:: Page text ::
Medicare advantage in a clipboard. Health care insurance concept.

Increasing prior authorization burdens for Medicare Advantage patients are contributing to increased practice administration costs, disrupted practice workflow and delays and denials of necessary medical care, according to a new survey from the Medical Group Management Association (MGMA).

Of the 601 medical practices surveyed, 95% treated MA enrollees. Ninety-seven percent of those groups reported that MA patients experienced delays or denials for medically necessary care such as prescription medicine, diagnostic tests, or medical services due to prior authorization requirements.

MA enrollment now accounts for more than half of all Medicare beneficiaries, according to a new analysis from the Kaiser Family Foundation. As MA enrollment climbs, so do prior authorization requirements, the survey found. Eighty-four percent of the practices surveyed said prior authorization requirements for MA increased in the last 12 months.

:: Goal of the exercise ::
According to the Medicare Advantage article, what percentage of surveyed practices said prior authorization requirements for MA increased in the last 12 months?

:: Recorded information ::
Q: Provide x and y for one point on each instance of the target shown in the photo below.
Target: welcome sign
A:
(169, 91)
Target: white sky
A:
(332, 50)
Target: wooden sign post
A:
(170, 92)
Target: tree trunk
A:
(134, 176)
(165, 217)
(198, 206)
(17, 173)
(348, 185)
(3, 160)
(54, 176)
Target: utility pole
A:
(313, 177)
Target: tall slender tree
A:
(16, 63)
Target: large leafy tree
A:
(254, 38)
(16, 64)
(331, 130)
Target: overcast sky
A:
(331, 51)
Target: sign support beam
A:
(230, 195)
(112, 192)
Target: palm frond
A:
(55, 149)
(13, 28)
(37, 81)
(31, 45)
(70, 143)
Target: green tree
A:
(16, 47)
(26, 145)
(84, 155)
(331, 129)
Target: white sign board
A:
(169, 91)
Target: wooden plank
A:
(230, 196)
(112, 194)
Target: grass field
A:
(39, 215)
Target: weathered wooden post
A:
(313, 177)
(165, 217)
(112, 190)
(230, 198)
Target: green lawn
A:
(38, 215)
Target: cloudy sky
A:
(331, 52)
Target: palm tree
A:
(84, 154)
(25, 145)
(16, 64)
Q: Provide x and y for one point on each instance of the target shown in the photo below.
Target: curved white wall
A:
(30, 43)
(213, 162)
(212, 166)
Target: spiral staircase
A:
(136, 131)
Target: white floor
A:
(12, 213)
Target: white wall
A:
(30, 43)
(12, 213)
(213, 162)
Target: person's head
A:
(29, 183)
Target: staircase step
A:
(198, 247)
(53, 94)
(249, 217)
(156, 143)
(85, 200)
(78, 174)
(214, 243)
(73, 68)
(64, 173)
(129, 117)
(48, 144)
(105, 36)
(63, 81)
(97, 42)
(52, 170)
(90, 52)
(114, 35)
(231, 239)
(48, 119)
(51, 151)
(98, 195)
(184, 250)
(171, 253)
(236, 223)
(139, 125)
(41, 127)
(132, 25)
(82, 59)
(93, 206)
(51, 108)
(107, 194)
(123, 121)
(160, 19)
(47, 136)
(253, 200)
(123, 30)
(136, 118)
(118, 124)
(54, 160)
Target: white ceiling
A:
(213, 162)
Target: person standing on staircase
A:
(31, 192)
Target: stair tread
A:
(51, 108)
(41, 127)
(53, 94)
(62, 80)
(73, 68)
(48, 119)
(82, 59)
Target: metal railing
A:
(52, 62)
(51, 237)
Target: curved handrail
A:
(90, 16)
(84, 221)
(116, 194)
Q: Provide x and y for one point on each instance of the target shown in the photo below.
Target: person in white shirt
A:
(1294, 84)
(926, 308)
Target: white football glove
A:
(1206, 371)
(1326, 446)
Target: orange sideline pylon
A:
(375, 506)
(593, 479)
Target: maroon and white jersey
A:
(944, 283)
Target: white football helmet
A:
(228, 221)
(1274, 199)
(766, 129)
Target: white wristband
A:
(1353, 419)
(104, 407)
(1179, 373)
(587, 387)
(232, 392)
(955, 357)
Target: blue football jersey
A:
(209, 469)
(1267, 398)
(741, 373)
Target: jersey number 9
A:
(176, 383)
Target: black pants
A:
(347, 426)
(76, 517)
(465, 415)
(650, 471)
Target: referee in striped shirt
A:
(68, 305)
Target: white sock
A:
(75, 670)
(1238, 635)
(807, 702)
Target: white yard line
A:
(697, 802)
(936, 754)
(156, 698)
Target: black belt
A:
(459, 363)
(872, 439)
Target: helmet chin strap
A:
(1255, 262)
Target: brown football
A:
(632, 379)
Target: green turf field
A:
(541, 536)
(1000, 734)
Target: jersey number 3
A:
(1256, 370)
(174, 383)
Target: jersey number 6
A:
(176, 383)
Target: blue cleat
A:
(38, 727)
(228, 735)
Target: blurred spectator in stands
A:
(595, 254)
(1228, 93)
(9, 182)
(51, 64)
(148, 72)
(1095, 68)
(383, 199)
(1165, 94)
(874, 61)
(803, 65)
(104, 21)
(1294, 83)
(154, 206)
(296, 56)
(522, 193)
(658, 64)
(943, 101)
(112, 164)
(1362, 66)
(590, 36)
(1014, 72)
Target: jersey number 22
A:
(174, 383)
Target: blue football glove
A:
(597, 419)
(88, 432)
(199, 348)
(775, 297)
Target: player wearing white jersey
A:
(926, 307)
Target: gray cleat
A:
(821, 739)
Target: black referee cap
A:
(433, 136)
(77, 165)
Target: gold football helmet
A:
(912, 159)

:: Task answer ::
Eighty-four percent